> [Stated task]: Return each line of the records below word for word, leaving out the pictures.

------ Material for this exercise ------

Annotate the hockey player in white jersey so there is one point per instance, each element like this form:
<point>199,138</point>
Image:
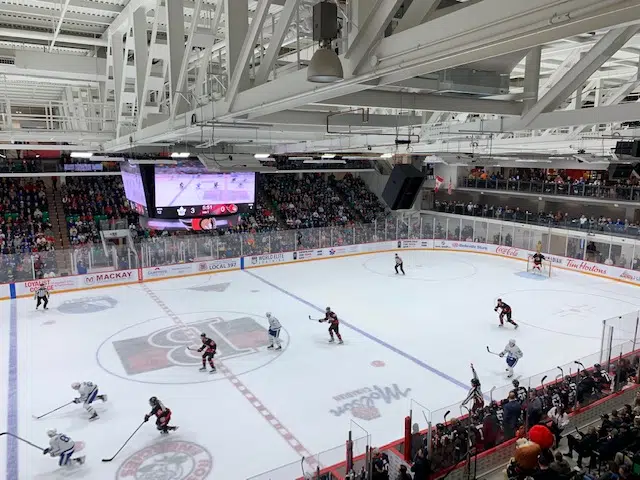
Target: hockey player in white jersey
<point>274,332</point>
<point>88,393</point>
<point>62,446</point>
<point>513,353</point>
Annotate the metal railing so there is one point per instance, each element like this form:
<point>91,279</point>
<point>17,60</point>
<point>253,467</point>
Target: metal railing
<point>607,192</point>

------

> [Right answer]:
Annotate the hockey player in white jersey so there is one point per instance, each element like this form:
<point>199,138</point>
Image:
Target: hockey player in white jersey
<point>274,332</point>
<point>88,393</point>
<point>62,446</point>
<point>513,353</point>
Annotate the metal railing so there is one point per instance, each element like this form:
<point>91,279</point>
<point>17,60</point>
<point>253,467</point>
Target: metal railing
<point>607,192</point>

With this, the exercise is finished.